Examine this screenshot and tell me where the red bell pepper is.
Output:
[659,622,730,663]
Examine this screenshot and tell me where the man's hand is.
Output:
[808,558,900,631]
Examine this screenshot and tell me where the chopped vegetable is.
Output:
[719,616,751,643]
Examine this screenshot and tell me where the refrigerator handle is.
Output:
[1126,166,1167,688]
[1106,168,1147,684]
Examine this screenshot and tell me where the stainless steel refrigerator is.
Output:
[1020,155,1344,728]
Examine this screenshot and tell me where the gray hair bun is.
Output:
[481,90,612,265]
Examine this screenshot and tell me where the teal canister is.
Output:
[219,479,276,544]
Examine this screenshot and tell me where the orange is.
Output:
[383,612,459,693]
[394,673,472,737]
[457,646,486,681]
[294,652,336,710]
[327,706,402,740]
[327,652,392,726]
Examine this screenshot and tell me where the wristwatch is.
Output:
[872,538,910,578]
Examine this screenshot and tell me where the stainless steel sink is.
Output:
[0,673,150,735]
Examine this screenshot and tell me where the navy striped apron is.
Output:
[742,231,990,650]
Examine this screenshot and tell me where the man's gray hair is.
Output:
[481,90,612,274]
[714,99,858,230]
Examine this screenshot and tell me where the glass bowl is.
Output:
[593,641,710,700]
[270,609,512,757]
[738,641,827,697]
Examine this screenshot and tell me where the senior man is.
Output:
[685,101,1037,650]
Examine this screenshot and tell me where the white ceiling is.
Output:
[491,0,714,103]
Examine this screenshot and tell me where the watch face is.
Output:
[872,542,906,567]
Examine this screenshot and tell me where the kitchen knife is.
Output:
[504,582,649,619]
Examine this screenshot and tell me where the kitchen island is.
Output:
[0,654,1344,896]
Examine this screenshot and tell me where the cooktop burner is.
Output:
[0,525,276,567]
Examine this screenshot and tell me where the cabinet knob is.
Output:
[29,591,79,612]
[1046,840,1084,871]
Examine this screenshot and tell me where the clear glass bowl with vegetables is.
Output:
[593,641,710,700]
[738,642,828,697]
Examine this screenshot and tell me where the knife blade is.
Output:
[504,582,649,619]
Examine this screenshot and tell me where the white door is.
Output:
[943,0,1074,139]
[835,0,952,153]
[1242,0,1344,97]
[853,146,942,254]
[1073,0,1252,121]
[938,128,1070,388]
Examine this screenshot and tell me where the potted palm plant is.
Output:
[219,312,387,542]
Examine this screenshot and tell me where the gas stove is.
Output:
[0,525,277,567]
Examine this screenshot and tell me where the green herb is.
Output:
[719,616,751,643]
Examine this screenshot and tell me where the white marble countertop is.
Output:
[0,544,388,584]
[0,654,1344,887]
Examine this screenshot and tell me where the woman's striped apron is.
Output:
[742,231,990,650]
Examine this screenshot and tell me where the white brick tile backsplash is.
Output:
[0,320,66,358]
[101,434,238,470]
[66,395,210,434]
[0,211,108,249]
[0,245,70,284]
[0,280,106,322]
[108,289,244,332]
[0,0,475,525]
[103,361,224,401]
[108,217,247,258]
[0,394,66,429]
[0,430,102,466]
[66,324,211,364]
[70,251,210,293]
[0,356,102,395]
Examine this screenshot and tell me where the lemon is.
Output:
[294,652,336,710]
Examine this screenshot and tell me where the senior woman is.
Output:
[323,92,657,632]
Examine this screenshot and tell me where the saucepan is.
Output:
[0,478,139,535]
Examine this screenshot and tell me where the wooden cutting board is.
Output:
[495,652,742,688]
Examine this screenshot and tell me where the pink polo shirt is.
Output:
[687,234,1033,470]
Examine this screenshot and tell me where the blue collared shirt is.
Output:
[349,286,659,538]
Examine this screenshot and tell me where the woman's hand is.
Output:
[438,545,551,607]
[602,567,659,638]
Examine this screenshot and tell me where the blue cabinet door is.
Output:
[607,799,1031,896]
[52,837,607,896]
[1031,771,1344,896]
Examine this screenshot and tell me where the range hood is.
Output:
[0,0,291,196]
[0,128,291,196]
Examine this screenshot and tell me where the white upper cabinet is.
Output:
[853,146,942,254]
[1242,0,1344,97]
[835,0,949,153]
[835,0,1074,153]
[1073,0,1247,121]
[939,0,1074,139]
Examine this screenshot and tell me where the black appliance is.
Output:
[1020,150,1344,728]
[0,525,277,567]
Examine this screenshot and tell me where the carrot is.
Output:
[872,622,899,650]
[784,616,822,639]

----------------

JOB
Rescale the part of the items that opens at their start and closes with the line containing "[1106,168,1147,684]" by giving every line again, requests included. Multiply each bounding-box coordinate in the answers by 0.75 and round to whole numbers, halves up, leaving the request wording unchanged.

SOLUTION TO THE PROBLEM
Examine this screenshot and tell me where the red bell pepper is.
Output:
[494,467,548,497]
Examine this screenshot and tell me where the man's hand is.
Output:
[606,419,675,473]
Examine this screenshot and tell me where the chopped vegetable is.
Output:
[539,462,563,482]
Examine this screenshot and tell me where the refrigerator handle is.
Output:
[845,125,875,516]
[830,126,860,513]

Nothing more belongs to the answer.